• Work instructions:
a) Reproduce word for word the stretch of the passage on Don Quixote's library that begins with the words containing "The curate and" and ends with "seem to us now.".
b) Write the next part of the passage on Don Quixote's library, picking up right after its last sentence.

• Source text:
====
The curate and the barber, friends of Don Quixote, inspect his library. His housekeeper and his niece propose even more drastic measures than the priest does, who thinks that some of the books might be pardoned and spared the bonfire that is already prepared in the courtyard, and the barber is still more lenient. (This is a wonderful scene to be read aloud.) Cervantes’s own Galatea is mentioned among the titles that the two men pore over before consigning them to the flames or putting them aside for preservation. The likes and dislikes of the curate are not very clear; but it is evident that he prefers prose and verse to be polished. There is something curiously Shakespearean in the dialogue here in chapter 6. The literary allusions were no doubt much funnier and more subtle than they seem to us now.
“‘And this,’ said the barber, taking up yet another, ‘is The Mirror of Chivalry.’
“‘Ah, your Grace, I know you,’ said the curate. ‘Here we have Sir Rinaldo of Montalbán with his friends and companions, bigger thieves than Cacus, all of them, and the Twelve Peers along with the veracious historian Turpin. To tell you the truth, I am inclined to sentence them to no more than perpetual banishment, seeing that they have about them something of the inventiveness of Matteo Boiardo, and it was out of them, also, that the Christian poet Ludovico Ariosto wove his tapestry—and by the way, if I find him here speaking any language other than his own, I will show him no respect, but if I meet with him in his own tongue, I will place him upon my head’ [as a token of respect].
====
Collection entries
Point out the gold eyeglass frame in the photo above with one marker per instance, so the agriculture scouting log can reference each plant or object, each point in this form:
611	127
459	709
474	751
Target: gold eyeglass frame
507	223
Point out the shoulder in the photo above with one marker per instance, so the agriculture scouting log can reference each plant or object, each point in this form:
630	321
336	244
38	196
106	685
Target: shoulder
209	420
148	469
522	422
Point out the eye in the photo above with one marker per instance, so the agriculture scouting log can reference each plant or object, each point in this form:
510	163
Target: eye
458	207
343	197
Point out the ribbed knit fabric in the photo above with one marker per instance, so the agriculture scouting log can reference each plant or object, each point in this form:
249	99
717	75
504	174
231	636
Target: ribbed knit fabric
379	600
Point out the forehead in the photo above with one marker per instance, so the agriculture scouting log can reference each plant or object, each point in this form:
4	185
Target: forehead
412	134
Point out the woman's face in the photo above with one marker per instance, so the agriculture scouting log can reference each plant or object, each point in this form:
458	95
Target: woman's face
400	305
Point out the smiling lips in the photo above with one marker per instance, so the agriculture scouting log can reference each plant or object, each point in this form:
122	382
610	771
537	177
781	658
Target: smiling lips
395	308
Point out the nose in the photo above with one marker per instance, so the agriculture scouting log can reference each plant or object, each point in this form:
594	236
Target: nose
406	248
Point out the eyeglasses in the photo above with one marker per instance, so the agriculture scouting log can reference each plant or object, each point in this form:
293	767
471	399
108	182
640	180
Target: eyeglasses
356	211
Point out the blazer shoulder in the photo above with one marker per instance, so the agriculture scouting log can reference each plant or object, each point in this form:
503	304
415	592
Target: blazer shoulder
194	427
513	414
====
• Answers to the exercises:
a)
The curate and the barber, friends of Don Quixote, inspect his library. His housekeeper and his niece propose even more drastic measures than the priest does, who thinks that some of the books might be pardoned and spared the bonfire that is already prepared in the courtyard, and the barber is still more lenient. (This is a wonderful scene to be read aloud.) Cervantes’s own Galatea is mentioned among the titles that the two men pore over before consigning them to the flames or putting them aside for preservation. The likes and dislikes of the curate are not very clear; but it is evident that he prefers prose and verse to be polished. There is something curiously Shakespearean in the dialogue here in chapter 6. The literary allusions were no doubt much funnier and more subtle than they seem to us now.

b)
“‘Yes,’ said the barber, ‘I have him at home in Italian, but I can’t understand him.’
“‘It is just as well that you cannot,’ said the curate. ‘And for this reason we might pardon the Captain if he had not brought him to Spain and made him over into a Castilian, depriving him thereby of much of his native strength, as happens with all those who would render books of verse into another language; for however much care they may take, and however much cleverness they may display, they can never equal the original. I say, in short, that this work, and all those on French themes ought to be thrown into, or deposited in, some dry well until we make up our minds just what should be done with them . . .” These are charming remarks on translation, generally.
CHAPTER 7.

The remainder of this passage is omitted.